Scan the records below for the line containing "Target: white roof structure" and the line containing "Target: beige stone building". Copy both, plus every line between, exactly.

Items from a data source:
----------

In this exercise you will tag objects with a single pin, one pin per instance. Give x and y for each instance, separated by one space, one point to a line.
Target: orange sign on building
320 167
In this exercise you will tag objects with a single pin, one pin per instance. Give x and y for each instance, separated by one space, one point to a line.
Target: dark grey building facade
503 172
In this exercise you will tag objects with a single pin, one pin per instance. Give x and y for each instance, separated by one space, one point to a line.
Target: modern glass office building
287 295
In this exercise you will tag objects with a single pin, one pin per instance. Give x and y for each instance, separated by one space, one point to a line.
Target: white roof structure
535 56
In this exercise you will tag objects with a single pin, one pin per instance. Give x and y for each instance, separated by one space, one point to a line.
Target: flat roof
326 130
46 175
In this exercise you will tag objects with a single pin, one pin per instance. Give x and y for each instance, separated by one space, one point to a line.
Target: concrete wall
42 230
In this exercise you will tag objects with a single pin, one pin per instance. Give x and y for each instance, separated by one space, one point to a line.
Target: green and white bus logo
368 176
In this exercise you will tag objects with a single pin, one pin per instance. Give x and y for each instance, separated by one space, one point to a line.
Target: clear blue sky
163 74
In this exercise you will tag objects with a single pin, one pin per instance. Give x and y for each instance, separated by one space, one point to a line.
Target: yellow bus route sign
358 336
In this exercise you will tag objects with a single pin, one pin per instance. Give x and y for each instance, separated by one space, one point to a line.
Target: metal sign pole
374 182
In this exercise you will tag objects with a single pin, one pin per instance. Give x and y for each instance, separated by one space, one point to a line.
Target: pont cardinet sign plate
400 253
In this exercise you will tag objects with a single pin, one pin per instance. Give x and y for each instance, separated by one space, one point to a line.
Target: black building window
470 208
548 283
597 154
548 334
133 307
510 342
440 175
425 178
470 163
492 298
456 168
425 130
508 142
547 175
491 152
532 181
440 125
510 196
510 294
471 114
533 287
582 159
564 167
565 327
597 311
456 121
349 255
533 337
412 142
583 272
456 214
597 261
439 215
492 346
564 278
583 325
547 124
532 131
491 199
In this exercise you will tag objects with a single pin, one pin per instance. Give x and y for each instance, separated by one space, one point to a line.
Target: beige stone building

----------

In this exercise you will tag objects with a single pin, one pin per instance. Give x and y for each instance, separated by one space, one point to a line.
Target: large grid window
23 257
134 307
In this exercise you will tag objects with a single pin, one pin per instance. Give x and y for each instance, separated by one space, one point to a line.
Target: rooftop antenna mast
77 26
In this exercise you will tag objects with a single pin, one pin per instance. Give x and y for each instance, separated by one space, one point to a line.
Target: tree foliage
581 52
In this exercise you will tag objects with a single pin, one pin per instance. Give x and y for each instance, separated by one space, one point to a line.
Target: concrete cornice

----------

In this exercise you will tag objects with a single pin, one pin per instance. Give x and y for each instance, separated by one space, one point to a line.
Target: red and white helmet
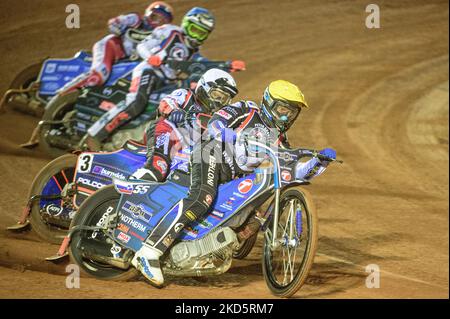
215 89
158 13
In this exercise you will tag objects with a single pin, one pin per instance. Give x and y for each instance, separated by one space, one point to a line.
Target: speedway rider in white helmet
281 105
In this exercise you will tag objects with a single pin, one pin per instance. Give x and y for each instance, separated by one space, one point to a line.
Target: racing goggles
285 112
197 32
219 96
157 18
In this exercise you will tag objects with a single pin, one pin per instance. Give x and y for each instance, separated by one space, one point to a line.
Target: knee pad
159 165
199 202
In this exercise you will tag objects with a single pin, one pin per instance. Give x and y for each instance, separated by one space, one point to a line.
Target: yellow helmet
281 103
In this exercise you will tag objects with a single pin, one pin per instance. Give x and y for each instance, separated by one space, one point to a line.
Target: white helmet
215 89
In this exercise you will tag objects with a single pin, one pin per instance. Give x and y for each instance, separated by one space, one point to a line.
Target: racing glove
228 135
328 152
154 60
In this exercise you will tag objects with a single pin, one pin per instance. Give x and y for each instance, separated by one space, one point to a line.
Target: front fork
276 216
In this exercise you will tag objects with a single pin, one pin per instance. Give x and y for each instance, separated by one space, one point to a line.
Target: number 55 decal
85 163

----------

RESPONSE BELOW:
Target: white roof structure
535 56
In this exercise you will tag objects with a single pin, one pin per instance. Give x and y for each instance, separated by one space, one point to a line.
Target: flat roof
326 130
46 175
In this exercise you will tag objects with a single pin, one pin per instance. Give x and y for each instance, separated by one space, one point to a line.
Target: concrete wall
42 230
In this exercise you will tag objects with a single pin, one pin per instance. Give x and y for each instance, separated by one space, one point to a line.
Target: green and white bus logo
368 176
In this exercise you will tag objects with a single pin, one pin per instance. Give x and y for each instance, separated by one space, one point to a line.
Target: clear blue sky
163 74
In this exercise you will tag objects with a single pin, one pin per instance. Give x and y for each instance, separated by one space, one point to a line.
Target: yellow bus route sign
358 336
In this exercise you will tag objects with a single pin, one pin per instance. Give x and y for each instance, separated by one space, one point to a line.
Target: metal sign pole
374 182
In this exercise you will tag objects with a single pin, one pin per instance. Give x and y for each instance, separated by one space, one point to a line.
Target: pont cardinet sign plate
400 253
In this exercise you will tag objects with a single pin, one pin per instance. Give x and y for each instance, separated by one space, one point to a line.
Target: black building window
470 208
548 283
597 154
548 334
133 307
510 342
440 175
425 178
470 163
492 298
456 168
425 130
508 142
547 175
491 152
532 181
440 125
510 196
510 294
471 114
533 287
582 159
564 167
565 327
597 311
456 121
349 255
533 337
412 142
583 272
456 214
597 261
439 215
492 346
564 278
583 325
547 124
532 131
491 199
In this exercise you will tag objects with a single pin, one pin per instance. Give x and y for each instance, separated by one space, one point to a line.
Target: beige stone building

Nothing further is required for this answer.